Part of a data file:
◇ ◇ ◇ ◇

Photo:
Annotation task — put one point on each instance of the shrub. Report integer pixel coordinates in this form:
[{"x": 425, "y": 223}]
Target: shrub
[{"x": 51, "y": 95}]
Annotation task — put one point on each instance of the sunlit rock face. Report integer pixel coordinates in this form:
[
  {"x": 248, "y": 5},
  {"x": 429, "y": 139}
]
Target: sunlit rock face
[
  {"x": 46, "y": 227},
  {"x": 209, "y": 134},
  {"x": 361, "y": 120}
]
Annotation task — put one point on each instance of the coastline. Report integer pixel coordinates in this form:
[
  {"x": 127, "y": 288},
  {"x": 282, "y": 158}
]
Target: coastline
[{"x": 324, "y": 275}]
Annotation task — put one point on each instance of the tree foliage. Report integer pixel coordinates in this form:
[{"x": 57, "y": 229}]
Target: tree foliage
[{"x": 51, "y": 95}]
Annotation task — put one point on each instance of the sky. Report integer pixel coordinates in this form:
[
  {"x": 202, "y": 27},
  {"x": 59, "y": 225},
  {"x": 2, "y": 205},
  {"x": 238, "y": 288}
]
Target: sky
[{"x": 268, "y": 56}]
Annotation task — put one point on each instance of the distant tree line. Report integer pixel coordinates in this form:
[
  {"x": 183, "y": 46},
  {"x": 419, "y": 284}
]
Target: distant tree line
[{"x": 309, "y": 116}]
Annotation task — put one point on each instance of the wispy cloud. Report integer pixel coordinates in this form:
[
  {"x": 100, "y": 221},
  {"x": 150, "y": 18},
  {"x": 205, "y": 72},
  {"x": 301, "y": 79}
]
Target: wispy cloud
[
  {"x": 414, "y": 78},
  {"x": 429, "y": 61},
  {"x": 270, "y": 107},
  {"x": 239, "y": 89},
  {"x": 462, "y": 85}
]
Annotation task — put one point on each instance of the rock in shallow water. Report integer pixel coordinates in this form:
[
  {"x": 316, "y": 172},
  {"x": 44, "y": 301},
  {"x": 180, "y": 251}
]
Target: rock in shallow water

◇ ◇ ◇ ◇

* [THE PROBLEM] Write out every line of the entries above as a numbered list, leaving out any blank lines.

* [EXPECTED ANSWER]
1. Photo:
2. Annotation task — put one point on each instance of the shrub. Report integer pixel coordinates in this form:
3. [{"x": 425, "y": 223}]
4. Target: shrub
5. [{"x": 51, "y": 95}]
6. Annotation task — put one point on each instance of the sunlit rock face. Report integer pixel coordinates in this form:
7. [
8.   {"x": 248, "y": 5},
9.   {"x": 429, "y": 139}
10. ]
11. Target: sunlit rock face
12. [
13.   {"x": 46, "y": 227},
14.   {"x": 209, "y": 134},
15.   {"x": 361, "y": 120}
16. ]
17. Annotation task — put one point on each instance of the coastline. Report integer pixel coordinates in this form:
18. [
19.   {"x": 127, "y": 288},
20.   {"x": 282, "y": 158}
21. ]
22. Target: coastline
23. [{"x": 324, "y": 275}]
24. Annotation task — put one point on each instance of the tree foliage. Report integer pixel coordinates in this form:
25. [{"x": 57, "y": 229}]
26. Target: tree foliage
27. [{"x": 51, "y": 95}]
28. Annotation task — put one point on each instance of the sky. Report integer pixel coordinates in this form:
29. [
30.   {"x": 202, "y": 27},
31.   {"x": 59, "y": 225},
32.   {"x": 2, "y": 205},
33.   {"x": 238, "y": 288}
34. ]
35. Target: sky
36. [{"x": 268, "y": 56}]
37. Annotation task — put one point on each instance of the distant tree line. Report integer pixel coordinates in this form:
38. [
39.   {"x": 183, "y": 46},
40.   {"x": 419, "y": 284}
41. ]
42. Target: distant tree line
43. [{"x": 309, "y": 116}]
44. Annotation task — put one point on each instance of the wispy cloud. Report integer pixel coordinates in this form:
45. [
46.   {"x": 100, "y": 221},
47.   {"x": 150, "y": 18},
48.   {"x": 205, "y": 72},
49.   {"x": 301, "y": 79}
50. ]
51. Target: wispy cloud
52. [
53.   {"x": 414, "y": 78},
54.   {"x": 429, "y": 61},
55.   {"x": 270, "y": 107},
56.   {"x": 239, "y": 89},
57.   {"x": 462, "y": 85}
58. ]
59. Annotation task — put one point on each instance of the rock in shallow water. Report integer pixel coordinates in this form:
60. [
61.   {"x": 316, "y": 172},
62.   {"x": 44, "y": 301},
63.   {"x": 180, "y": 251}
64. ]
65. Target: rock in shallow water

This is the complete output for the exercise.